EXERCISE
Write out the items below word for word, from their very first line down to the line containing "pixel 32 158", including both of those lines.

Records from a dataset
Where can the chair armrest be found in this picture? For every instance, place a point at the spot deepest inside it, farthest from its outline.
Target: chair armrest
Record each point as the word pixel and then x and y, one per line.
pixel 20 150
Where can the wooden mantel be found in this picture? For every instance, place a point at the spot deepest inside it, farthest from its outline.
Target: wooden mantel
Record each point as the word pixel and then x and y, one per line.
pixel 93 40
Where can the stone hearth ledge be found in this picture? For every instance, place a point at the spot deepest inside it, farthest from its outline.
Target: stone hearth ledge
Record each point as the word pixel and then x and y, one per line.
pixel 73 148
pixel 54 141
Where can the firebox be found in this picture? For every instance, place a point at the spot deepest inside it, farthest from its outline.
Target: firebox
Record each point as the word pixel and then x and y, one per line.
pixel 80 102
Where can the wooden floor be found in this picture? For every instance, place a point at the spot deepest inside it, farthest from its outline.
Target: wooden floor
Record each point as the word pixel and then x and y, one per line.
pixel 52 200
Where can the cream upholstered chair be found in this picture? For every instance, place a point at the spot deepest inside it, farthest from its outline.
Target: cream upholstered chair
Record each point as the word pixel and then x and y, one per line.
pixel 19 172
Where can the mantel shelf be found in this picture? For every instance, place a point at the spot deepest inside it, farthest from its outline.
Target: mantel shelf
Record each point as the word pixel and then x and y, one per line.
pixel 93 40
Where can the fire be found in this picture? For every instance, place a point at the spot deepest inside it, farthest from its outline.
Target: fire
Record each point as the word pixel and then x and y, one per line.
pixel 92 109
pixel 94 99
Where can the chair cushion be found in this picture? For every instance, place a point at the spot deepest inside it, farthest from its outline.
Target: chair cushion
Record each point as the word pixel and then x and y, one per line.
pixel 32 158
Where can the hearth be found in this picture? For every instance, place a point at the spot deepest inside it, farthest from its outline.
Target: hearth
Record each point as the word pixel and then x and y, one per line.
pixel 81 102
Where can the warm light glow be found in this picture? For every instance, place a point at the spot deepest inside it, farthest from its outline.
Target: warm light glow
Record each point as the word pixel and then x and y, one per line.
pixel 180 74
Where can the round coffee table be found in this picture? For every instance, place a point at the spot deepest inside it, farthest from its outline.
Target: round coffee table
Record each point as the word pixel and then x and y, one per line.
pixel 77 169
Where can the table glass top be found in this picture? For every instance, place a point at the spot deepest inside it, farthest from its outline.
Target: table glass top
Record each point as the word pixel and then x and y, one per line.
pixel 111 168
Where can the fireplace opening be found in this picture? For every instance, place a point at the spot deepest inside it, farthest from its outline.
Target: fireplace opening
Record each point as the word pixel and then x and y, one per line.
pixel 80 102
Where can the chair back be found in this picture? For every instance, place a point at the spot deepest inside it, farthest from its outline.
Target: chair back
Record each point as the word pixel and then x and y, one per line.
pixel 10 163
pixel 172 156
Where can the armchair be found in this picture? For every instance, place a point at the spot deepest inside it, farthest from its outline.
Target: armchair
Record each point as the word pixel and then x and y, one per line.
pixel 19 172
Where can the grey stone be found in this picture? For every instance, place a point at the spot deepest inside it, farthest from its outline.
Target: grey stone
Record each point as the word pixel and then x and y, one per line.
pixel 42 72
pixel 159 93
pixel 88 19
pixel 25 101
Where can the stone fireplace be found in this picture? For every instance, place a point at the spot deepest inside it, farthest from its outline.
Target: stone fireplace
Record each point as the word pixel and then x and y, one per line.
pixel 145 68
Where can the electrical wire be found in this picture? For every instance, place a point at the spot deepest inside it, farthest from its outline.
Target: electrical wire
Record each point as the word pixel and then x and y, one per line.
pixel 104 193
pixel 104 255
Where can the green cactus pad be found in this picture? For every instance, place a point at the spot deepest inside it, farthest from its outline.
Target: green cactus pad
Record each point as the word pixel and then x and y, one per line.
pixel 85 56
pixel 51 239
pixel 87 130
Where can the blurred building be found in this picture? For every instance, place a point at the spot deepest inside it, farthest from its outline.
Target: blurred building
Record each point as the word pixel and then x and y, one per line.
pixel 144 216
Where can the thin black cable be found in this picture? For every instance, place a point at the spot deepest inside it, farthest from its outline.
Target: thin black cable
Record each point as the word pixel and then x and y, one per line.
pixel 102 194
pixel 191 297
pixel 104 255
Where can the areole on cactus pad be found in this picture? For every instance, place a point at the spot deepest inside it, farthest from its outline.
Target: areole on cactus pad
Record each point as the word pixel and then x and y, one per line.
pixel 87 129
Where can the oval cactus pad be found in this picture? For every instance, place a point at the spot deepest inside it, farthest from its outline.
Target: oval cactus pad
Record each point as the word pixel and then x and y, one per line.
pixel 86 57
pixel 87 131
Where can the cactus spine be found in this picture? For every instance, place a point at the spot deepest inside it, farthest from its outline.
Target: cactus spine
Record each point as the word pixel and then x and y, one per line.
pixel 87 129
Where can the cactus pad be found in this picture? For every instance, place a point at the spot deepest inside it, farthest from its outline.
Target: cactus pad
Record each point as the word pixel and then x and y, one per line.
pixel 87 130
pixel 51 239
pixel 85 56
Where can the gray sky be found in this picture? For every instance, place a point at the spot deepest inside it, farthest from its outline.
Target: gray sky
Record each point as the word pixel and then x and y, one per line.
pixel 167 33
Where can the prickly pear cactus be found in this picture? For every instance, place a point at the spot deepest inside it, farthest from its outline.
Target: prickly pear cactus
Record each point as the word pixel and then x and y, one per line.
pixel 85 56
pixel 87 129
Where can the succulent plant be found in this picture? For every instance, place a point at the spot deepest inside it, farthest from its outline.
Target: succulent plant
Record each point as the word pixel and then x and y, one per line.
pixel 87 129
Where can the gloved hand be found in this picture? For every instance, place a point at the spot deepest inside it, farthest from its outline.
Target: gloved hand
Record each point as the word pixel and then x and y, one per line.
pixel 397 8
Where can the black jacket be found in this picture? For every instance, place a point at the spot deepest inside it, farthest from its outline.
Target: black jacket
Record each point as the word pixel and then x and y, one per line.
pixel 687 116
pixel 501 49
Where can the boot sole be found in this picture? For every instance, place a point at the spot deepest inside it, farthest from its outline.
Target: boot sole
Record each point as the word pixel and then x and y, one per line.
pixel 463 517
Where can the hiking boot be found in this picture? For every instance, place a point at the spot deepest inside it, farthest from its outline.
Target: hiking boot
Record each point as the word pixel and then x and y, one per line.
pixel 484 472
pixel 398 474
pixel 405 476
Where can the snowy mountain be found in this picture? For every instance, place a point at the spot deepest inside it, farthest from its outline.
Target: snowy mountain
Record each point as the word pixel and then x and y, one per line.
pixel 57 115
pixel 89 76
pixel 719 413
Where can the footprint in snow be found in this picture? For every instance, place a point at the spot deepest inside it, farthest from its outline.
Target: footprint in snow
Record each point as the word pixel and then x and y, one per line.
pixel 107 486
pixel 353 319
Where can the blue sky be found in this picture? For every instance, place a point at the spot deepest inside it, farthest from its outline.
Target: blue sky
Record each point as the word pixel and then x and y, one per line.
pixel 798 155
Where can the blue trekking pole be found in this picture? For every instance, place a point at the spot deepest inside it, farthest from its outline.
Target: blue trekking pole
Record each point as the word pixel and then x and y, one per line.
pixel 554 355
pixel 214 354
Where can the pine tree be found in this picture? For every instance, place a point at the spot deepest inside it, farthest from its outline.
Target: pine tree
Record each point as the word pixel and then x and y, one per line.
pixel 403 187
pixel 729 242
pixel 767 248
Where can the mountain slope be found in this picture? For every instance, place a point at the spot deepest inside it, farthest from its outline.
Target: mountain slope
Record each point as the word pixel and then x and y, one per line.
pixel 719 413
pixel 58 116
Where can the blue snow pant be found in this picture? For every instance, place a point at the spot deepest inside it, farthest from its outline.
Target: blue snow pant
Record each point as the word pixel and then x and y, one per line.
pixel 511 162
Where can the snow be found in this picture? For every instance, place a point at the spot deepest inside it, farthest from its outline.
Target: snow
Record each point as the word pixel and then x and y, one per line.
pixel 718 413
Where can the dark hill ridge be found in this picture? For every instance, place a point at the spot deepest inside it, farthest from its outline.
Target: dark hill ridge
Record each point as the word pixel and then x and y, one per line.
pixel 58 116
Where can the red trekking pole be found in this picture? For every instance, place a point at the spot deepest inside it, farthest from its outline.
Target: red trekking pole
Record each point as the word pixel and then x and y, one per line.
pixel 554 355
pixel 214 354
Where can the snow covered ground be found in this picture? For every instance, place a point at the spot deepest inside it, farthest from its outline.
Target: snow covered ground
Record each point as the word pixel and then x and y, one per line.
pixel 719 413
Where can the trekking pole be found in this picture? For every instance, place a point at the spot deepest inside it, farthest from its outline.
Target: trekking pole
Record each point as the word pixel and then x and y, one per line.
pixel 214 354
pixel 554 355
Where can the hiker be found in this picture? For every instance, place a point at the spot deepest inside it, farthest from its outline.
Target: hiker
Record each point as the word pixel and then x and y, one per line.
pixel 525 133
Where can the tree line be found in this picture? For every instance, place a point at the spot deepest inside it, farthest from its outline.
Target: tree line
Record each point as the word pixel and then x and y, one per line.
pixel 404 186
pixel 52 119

RESULT
Where can the chair armrest be found in this picture? For every instance, place a point at the spot deepest inside it, farthest from its outline.
Target: chair armrest
Record each point as the word pixel and then x and y, one per line.
pixel 20 150
Where can the wooden mantel be found in this picture? For every instance, place a point at the spot deepest inside it, farthest from its outline.
Target: wooden mantel
Record each point as the word pixel and then x and y, one per line.
pixel 93 40
Where can the stone hearth ledge be found in this picture? For every instance, place a point at the spot deepest inside it, farthest from its outline.
Target: stone hearth ledge
Record each point as the word pixel and then x and y, one per line.
pixel 73 148
pixel 54 141
Where can the firebox be found in this picture? For every instance, place a point at the spot deepest inside it, farthest from its outline.
Target: firebox
Record each point as the word pixel and then x and y, one per line.
pixel 80 102
Where can the wooden floor be found in this picture? For every instance, place a point at the spot deepest inside it, farthest from its outline.
Target: wooden floor
Record each point as the word pixel and then x and y, one per line.
pixel 52 200
Where can the cream upholstered chair be found in this picture? For every instance, place a point at the spot deepest inside it, farthest from its outline.
Target: cream upholstered chair
Record each point as the word pixel and then x and y, one per line.
pixel 19 172
Where can the mantel shelf be found in this picture? For every instance, place a point at the spot deepest inside it, farthest from its outline.
Target: mantel shelf
Record each point as the word pixel and then x and y, one per line.
pixel 93 40
Where can the fire be found in this picture? For every instance, place a point at the spot deepest inside it, farthest from its outline.
Target: fire
Record each point as the word pixel and then x and y, one per line.
pixel 92 109
pixel 94 99
Where can the chair cushion be found in this picture? For every instance, place a point at the spot deepest inside it, farthest from its outline.
Target: chair cushion
Record each point as the word pixel and then x and y, one per line.
pixel 32 158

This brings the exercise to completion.